- _EXERCISE AIM_: At the line containing "Practice step: put a point on each instance of the seated", begin retyping, and stop after the last line of the data; add nothing.

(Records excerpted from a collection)

════════════════════

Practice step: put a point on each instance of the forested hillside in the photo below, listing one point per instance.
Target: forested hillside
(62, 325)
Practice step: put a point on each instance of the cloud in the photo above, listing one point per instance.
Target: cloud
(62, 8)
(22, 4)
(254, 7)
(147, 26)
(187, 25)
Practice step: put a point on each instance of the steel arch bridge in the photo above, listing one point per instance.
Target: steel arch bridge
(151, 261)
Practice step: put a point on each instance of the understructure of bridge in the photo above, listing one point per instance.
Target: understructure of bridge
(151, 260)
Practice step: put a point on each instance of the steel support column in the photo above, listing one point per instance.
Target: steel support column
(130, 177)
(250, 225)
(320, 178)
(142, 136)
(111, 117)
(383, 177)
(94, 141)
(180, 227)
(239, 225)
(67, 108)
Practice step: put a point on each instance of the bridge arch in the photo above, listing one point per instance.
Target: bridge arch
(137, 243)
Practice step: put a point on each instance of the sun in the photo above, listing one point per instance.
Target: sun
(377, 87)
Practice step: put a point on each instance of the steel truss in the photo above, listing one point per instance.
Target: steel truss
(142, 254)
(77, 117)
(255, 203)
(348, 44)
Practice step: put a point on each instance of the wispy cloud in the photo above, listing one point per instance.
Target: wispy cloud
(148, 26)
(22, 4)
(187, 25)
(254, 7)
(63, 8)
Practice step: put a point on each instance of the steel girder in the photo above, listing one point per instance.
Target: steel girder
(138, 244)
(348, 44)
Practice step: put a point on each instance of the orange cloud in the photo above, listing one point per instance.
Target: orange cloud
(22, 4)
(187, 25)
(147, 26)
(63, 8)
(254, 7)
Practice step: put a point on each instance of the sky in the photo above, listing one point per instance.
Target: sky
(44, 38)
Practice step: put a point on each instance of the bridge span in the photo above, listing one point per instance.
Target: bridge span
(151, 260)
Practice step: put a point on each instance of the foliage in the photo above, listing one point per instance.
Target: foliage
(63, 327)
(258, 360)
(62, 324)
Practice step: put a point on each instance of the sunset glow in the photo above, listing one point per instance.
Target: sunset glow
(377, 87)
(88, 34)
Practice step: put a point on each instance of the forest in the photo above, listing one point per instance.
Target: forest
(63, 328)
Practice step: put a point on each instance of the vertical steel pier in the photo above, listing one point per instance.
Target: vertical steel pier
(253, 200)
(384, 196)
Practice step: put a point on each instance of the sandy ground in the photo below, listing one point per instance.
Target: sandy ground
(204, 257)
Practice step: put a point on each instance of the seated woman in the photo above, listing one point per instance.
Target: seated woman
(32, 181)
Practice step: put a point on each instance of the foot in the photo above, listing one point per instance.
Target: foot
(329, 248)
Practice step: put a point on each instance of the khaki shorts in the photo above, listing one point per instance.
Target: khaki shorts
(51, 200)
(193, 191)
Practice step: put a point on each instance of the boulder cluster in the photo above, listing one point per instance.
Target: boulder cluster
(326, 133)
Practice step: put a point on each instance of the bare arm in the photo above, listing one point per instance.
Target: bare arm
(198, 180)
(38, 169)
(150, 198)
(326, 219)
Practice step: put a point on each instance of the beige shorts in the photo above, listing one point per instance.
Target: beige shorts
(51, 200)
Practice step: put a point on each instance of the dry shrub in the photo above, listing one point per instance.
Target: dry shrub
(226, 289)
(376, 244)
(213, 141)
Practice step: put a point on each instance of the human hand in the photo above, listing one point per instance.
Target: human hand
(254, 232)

════════════════════

- _RESULT FOR THIS EXERCISE_:
Practice step: put a point on each instance of the seated woman in the photo above, listing one point per instance.
Target: seated woman
(32, 181)
Practice step: put a point on each instance of the foot in the photo above, listing one point per instance.
Target: foot
(329, 248)
Practice step: put a point on each instance of the khaki shorts in the photo above, listing one point per instance.
Target: khaki shorts
(51, 200)
(193, 191)
Practice step: put a point on each instance of the boulder cluster in the photo above, listing one point per instance.
Target: boulder cluster
(326, 133)
Practice step: put a point on each instance of the bare arm in the photo above, listing one point per instance.
Target: bare arm
(198, 180)
(38, 169)
(150, 198)
(326, 219)
Practice step: put a point on each instance of the beige shorts in the photo above, listing one point per instance.
Target: beige shorts
(51, 200)
Practice step: put a point on each instance of the dry shrub in the photo above, listing one point per instance.
Target: dry shrub
(226, 289)
(376, 244)
(213, 141)
Practice step: put a point on each instance of the human hand in the photo above, listing one point per instance.
Target: human hand
(254, 232)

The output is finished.